### Aim
Copy out the stretch of the items below from the line containing "segment the black duty belt" through the end of the items, keeping every character as it appears.

### Saved entries
--

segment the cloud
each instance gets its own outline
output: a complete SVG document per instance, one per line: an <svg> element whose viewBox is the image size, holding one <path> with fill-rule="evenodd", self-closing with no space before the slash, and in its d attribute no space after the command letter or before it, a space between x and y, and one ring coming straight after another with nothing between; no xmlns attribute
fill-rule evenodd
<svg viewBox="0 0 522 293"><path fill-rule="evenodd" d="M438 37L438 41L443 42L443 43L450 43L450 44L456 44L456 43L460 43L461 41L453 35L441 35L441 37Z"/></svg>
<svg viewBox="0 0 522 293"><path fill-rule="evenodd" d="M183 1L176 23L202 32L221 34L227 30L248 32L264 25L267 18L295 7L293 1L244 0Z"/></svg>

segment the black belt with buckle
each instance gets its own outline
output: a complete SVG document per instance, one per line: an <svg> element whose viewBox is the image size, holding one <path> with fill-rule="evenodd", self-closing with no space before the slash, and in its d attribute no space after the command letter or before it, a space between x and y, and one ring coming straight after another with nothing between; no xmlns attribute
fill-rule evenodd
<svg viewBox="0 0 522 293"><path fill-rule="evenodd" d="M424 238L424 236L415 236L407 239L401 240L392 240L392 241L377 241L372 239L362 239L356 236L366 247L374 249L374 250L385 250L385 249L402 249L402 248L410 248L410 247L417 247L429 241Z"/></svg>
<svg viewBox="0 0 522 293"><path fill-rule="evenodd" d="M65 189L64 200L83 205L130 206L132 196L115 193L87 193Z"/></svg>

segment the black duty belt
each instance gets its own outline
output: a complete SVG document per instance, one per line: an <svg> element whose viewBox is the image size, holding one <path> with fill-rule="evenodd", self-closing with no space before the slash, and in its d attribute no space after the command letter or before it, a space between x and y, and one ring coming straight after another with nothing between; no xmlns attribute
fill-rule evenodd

--

### Written solution
segment the black duty belt
each instance gets its own outline
output: a complete SVG document per instance, one per line: an <svg> element whose viewBox is the image size, holding one <path> with fill-rule="evenodd", self-closing with no space before the slash, and in its d attribute no space after the command letter or before it, a space between x and y, and one ring coming straight after another with nothing between; no xmlns attribute
fill-rule evenodd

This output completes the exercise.